01 — Pods¶
The Pod is Kubernetes' atom of scheduling and the unit of co-location: one or more containers that share a network, IPC, and UTS namespace plus volumes, always on one node. Phases, conditions, multi-container patterns, init and ephemeral containers — and why you almost never create a bare Pod yourself.
Estimated time: ~15 min read · ~30 min hands-on Prerequisites: Part 00 ch.06 — the spec/status object model · Part 00 ch.07 — a kind cluster to apply to You'll know after this: • articulate why the Pod (not the container) is the unit of scheduling · • read a PodSpec and identify shared namespaces and volumes · • interpret Pod phases (Pending/Running/Succeeded/Failed/Unknown) and conditions · • choose between init, sidecar, and ephemeral containers for a real scenario · • explain why you almost never create a bare Pod in production
Why this exists¶
Part 00 ended with one object:
catalog as a bare Pod, applied to a real cluster in
ch.07. That worked, but it raised
questions the rest of Part 01 answers: what exactly is a Pod, why is it a Pod
and not "a container", and why is running a bare one an anti-pattern?
A container is one isolated process tree. Real workloads frequently need two
processes that must share fate and locality: an app plus a log shipper that
tails its files, an app plus a proxy that holds its outbound connections, a
data store plus a one-shot schema loader that must finish before the store
accepts traffic. Scheduling those independently (two containers that might
land on different machines, might start in any order, can't see each other's
filesystem or localhost) breaks them. Kubernetes' answer is the Pod: a
group of containers guaranteed to be co-scheduled on one node, sharing selected
Linux namespaces and storage, with a single lifecycle. The Pod — not the
container — is therefore the smallest thing Kubernetes schedules, addresses
(one IP), and reports status for. Every higher workload (Deployment,
StatefulSet, Job…) ultimately produces Pods; understanding the Pod is
understanding all of them.
Mental model¶
A Pod is a shared execution context, modeled on a single (virtual) host: the containers in it behave like processes on one machine. They share:
- Network namespace — one IP, one port space. Containers reach each other
over
localhost; two containers cannot both bind:8080. - IPC namespace — they can use SysV IPC / POSIX shared memory between them.
- UTS namespace — they share a hostname.
---+---
* _Set exercise_: What Pod phases does the Pods chapter name? Rely only on the Pods chapter.

Pointing and labeling data
---+---
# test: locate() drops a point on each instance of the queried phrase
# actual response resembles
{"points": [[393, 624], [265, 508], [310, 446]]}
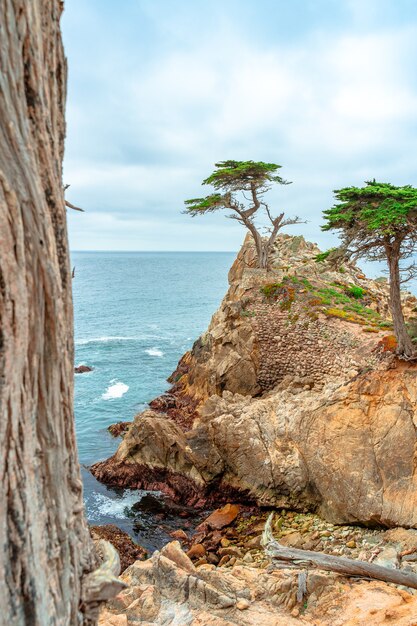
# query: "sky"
{"points": [[161, 90]]}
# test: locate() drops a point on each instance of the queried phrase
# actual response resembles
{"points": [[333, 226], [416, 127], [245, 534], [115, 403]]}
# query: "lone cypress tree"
{"points": [[231, 178], [379, 222]]}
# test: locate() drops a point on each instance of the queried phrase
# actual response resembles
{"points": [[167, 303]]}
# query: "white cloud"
{"points": [[334, 106]]}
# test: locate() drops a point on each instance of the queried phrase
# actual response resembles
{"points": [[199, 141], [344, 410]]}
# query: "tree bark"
{"points": [[405, 346], [45, 549]]}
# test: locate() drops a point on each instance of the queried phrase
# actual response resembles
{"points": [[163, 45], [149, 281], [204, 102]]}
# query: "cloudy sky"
{"points": [[159, 90]]}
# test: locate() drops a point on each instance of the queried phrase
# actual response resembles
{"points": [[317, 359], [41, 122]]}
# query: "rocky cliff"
{"points": [[292, 398]]}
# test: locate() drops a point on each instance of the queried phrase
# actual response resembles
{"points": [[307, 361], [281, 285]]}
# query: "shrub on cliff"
{"points": [[232, 180], [379, 222]]}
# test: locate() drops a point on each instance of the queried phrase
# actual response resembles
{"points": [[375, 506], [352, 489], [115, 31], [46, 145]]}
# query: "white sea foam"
{"points": [[115, 390], [112, 507], [84, 342], [154, 352]]}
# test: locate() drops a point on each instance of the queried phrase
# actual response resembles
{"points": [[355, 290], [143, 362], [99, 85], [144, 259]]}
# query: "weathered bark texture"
{"points": [[283, 556], [44, 545], [405, 348]]}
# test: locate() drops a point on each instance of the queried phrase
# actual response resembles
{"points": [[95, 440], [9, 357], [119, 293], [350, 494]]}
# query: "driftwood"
{"points": [[347, 567], [103, 584]]}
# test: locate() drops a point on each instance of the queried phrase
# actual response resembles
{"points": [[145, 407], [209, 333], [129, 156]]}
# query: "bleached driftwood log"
{"points": [[348, 567]]}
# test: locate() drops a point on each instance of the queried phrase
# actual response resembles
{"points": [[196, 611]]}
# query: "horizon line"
{"points": [[164, 251]]}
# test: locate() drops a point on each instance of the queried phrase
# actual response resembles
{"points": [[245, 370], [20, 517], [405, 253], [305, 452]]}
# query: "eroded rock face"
{"points": [[169, 589], [295, 402]]}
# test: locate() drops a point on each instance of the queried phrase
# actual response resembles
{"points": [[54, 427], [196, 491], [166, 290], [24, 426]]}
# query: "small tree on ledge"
{"points": [[251, 180], [379, 222]]}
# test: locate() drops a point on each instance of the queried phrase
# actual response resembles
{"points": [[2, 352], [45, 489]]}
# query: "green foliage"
{"points": [[355, 292], [379, 208], [241, 175], [234, 176], [323, 256], [198, 206]]}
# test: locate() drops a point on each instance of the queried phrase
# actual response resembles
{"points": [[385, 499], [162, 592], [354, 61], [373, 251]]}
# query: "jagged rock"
{"points": [[119, 429], [221, 517], [82, 369], [169, 589], [129, 551], [293, 407]]}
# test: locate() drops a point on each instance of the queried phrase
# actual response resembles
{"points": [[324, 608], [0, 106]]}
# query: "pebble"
{"points": [[242, 604]]}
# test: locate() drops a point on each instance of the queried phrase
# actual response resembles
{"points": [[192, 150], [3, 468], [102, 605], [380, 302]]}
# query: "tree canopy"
{"points": [[374, 214], [379, 221], [252, 180]]}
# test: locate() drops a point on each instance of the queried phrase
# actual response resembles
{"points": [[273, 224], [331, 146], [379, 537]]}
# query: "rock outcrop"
{"points": [[293, 398], [169, 589]]}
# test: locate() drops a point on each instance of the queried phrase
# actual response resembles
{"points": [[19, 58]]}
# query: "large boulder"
{"points": [[290, 400]]}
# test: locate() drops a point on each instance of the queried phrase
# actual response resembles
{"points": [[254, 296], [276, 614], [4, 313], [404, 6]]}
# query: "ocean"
{"points": [[136, 313]]}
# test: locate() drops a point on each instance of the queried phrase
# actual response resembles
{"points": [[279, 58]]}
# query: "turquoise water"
{"points": [[135, 315]]}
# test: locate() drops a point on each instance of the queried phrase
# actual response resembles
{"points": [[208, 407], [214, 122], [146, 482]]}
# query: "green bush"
{"points": [[322, 256], [353, 291]]}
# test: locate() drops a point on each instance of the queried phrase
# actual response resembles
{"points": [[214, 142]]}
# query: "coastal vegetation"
{"points": [[232, 180], [378, 222]]}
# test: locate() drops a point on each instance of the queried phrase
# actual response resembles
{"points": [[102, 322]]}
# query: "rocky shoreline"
{"points": [[292, 401]]}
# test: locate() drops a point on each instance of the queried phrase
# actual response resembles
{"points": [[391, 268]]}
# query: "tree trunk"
{"points": [[282, 555], [263, 255], [45, 548], [405, 346]]}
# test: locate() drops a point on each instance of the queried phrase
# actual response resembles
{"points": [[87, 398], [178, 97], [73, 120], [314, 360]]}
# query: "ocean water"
{"points": [[135, 315]]}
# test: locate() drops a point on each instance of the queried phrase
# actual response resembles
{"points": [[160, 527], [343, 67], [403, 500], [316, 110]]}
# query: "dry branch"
{"points": [[72, 206], [318, 560]]}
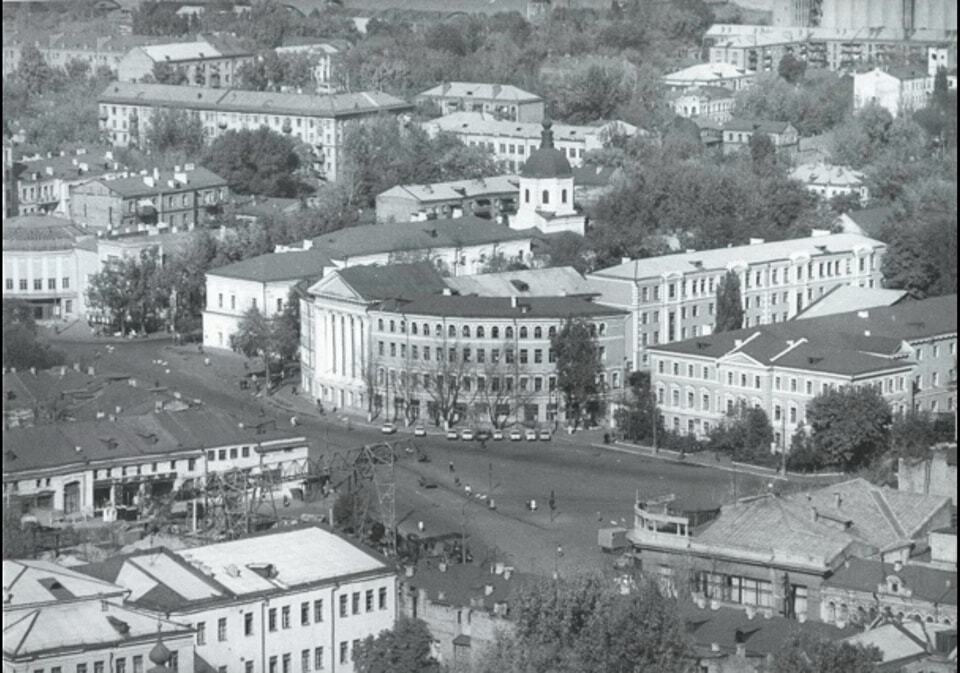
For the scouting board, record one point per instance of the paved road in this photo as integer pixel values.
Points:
(594, 487)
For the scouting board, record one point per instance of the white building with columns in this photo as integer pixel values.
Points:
(546, 191)
(673, 297)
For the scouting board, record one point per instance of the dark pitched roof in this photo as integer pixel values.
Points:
(376, 283)
(277, 266)
(442, 233)
(929, 584)
(499, 307)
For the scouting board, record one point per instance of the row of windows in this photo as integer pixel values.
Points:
(119, 666)
(38, 283)
(479, 331)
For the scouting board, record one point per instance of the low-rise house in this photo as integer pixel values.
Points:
(303, 596)
(44, 183)
(465, 606)
(772, 554)
(708, 101)
(178, 199)
(57, 619)
(513, 142)
(898, 90)
(47, 262)
(737, 134)
(782, 368)
(209, 62)
(935, 474)
(863, 589)
(488, 197)
(110, 467)
(499, 101)
(319, 120)
(829, 181)
(726, 75)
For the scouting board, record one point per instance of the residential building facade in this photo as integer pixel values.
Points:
(897, 90)
(108, 467)
(288, 599)
(498, 101)
(210, 62)
(177, 199)
(513, 142)
(400, 343)
(47, 262)
(58, 619)
(672, 297)
(828, 181)
(317, 120)
(772, 554)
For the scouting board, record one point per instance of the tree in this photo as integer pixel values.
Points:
(406, 648)
(588, 624)
(849, 426)
(807, 654)
(791, 68)
(256, 162)
(22, 348)
(578, 369)
(729, 304)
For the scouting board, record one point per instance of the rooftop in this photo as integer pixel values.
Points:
(455, 189)
(481, 124)
(707, 72)
(827, 174)
(497, 92)
(924, 583)
(719, 259)
(199, 98)
(847, 298)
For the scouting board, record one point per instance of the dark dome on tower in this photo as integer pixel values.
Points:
(548, 161)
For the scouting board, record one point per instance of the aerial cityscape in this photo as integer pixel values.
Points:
(479, 336)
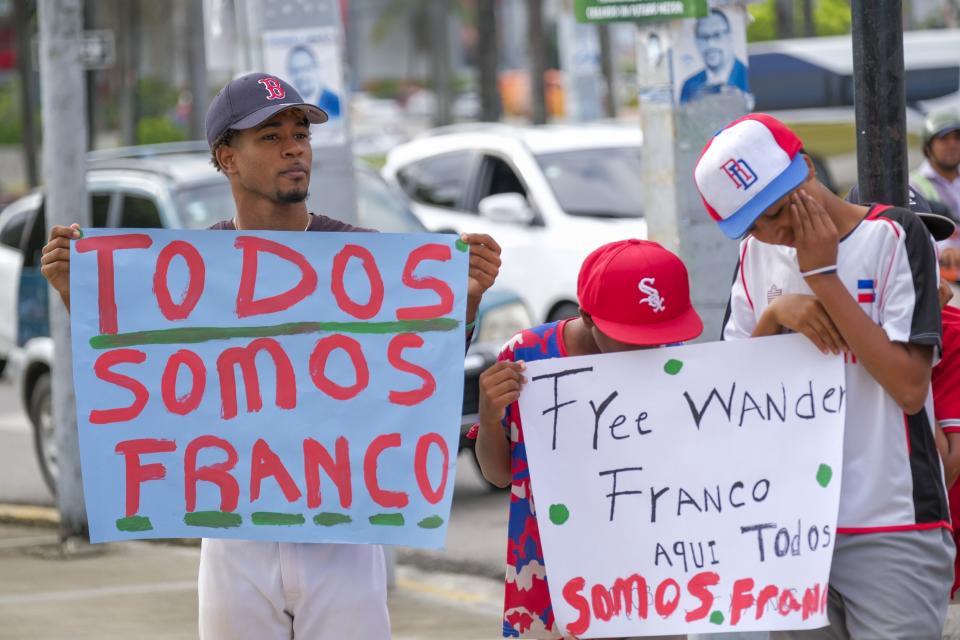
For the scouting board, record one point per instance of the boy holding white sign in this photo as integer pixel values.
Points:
(633, 294)
(861, 281)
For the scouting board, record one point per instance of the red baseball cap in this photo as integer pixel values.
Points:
(638, 293)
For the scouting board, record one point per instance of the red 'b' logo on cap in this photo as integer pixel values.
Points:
(274, 89)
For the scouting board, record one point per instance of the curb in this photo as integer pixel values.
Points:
(29, 515)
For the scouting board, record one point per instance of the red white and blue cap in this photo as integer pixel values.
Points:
(745, 168)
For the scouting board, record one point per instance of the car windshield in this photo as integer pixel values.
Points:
(200, 206)
(598, 183)
(380, 208)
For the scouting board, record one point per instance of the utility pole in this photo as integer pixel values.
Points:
(62, 89)
(197, 69)
(785, 19)
(809, 20)
(606, 66)
(21, 19)
(129, 63)
(880, 100)
(488, 60)
(538, 62)
(438, 12)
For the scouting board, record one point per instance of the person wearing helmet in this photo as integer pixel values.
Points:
(938, 180)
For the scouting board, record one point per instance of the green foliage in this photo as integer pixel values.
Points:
(11, 127)
(832, 18)
(154, 129)
(156, 97)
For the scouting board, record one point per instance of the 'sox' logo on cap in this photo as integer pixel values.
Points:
(740, 172)
(275, 90)
(654, 299)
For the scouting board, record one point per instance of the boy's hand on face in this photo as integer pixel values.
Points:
(499, 387)
(804, 314)
(55, 259)
(815, 234)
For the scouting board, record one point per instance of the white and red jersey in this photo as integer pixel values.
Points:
(892, 477)
(946, 375)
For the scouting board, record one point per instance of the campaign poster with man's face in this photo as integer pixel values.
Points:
(710, 54)
(310, 60)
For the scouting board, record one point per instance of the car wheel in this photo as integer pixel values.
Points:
(44, 437)
(563, 311)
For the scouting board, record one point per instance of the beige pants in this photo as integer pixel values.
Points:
(278, 591)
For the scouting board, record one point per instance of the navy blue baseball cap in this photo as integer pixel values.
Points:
(252, 99)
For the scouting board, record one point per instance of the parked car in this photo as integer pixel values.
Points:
(808, 83)
(174, 186)
(548, 194)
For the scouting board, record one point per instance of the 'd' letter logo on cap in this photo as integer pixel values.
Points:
(274, 88)
(740, 172)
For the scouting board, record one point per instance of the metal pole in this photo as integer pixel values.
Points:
(880, 100)
(439, 17)
(197, 72)
(63, 90)
(606, 65)
(488, 60)
(537, 61)
(21, 17)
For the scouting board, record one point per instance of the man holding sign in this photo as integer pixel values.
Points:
(258, 128)
(861, 281)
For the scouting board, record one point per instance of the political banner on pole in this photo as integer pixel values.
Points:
(689, 489)
(268, 385)
(637, 10)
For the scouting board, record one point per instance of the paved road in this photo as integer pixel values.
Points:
(476, 539)
(22, 482)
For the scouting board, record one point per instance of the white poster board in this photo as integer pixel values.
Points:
(710, 54)
(310, 60)
(688, 489)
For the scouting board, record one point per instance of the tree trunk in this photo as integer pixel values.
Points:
(606, 67)
(488, 60)
(785, 21)
(537, 56)
(439, 12)
(22, 12)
---+---
* _Result below_: Pending, Running, Succeeded, Failed, Unknown